* Exercise instructions *
Determine how many lines below contain the word "every", then write that number by itself.

Start of Working data

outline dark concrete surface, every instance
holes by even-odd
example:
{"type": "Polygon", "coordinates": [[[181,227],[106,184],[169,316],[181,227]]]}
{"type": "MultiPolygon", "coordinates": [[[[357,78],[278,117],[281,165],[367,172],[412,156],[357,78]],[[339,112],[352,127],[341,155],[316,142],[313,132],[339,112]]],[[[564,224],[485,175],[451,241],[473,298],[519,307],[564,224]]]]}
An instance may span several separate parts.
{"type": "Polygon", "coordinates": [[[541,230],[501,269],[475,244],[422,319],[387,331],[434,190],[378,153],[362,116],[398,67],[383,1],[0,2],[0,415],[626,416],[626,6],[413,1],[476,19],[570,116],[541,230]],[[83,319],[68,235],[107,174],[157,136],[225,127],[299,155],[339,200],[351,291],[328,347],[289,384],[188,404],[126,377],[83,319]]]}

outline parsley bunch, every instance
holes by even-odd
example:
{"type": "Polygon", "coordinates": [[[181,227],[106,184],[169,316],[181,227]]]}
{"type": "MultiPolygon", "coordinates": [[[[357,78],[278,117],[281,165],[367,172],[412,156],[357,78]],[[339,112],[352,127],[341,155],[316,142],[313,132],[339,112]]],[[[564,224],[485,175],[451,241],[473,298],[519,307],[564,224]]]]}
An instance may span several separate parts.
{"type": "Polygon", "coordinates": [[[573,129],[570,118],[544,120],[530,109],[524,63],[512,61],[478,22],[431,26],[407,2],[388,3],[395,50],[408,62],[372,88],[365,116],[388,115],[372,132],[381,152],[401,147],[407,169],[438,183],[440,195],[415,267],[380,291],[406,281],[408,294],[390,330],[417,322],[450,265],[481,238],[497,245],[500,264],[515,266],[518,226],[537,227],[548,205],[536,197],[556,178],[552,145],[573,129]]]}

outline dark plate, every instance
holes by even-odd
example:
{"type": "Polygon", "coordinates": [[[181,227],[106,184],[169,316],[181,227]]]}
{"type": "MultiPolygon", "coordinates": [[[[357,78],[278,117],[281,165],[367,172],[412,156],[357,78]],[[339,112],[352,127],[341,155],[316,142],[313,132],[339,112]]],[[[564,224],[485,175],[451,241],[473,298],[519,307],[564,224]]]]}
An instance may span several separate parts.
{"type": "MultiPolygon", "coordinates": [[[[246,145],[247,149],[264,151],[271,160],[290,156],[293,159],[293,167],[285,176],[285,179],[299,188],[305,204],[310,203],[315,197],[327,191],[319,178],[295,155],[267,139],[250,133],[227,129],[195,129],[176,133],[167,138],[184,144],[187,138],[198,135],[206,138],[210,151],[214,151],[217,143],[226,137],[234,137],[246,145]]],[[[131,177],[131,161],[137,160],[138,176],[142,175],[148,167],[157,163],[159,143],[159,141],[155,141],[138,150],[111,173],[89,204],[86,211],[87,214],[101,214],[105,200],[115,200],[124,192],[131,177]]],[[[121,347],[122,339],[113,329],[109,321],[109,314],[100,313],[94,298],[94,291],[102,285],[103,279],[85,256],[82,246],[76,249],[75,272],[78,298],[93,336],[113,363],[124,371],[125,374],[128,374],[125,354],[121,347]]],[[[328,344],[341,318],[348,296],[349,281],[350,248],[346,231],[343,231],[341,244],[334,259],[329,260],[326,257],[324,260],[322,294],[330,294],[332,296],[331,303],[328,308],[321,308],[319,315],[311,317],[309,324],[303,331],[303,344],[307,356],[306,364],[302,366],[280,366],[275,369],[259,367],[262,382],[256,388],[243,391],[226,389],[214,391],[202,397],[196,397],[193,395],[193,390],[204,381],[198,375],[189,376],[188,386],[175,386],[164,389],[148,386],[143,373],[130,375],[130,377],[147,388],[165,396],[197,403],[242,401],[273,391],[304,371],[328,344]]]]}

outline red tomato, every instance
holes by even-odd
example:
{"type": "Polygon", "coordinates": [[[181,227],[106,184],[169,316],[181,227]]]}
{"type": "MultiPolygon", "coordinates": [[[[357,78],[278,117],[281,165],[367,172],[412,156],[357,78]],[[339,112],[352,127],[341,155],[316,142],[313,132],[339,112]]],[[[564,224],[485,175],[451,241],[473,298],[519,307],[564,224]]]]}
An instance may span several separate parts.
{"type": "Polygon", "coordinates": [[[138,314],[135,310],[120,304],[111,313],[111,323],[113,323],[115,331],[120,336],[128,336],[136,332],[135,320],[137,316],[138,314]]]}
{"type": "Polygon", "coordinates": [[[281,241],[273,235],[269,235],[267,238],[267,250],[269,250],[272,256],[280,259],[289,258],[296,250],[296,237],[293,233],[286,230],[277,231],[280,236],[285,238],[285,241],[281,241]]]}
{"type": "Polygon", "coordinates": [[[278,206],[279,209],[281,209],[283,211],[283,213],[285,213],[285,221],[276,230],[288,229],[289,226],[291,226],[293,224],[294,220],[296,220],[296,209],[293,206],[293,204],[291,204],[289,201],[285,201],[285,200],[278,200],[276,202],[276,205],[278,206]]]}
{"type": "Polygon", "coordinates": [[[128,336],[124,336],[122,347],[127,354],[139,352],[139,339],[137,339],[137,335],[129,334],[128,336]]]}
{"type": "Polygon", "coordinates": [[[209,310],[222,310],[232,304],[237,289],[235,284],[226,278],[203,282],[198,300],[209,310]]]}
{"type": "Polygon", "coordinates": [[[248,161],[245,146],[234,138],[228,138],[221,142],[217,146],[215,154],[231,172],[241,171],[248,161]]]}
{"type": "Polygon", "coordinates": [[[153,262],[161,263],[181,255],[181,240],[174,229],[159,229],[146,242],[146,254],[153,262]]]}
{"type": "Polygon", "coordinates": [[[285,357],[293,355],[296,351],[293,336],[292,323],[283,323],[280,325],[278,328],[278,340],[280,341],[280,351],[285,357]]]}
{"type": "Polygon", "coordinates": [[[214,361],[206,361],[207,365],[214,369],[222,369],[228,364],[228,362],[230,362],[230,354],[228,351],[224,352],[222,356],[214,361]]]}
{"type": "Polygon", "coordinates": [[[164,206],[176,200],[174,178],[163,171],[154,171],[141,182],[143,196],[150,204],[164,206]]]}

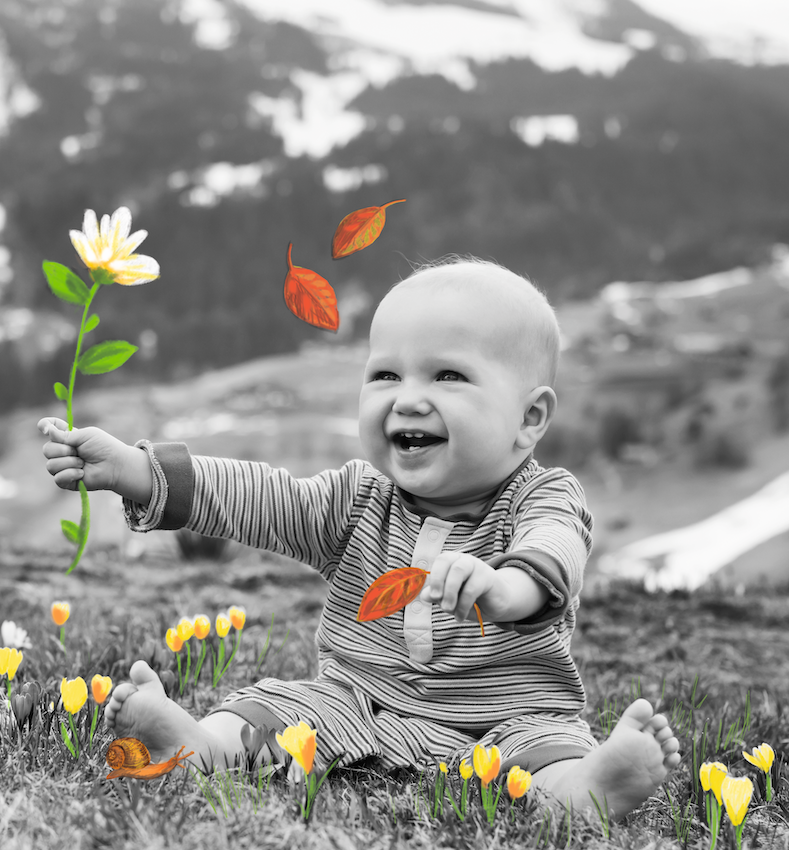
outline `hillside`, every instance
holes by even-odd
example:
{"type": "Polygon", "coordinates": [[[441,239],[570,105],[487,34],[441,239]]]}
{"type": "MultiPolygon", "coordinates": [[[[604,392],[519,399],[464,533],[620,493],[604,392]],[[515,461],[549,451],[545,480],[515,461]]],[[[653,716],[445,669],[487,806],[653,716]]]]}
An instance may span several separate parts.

End of Working data

* Output *
5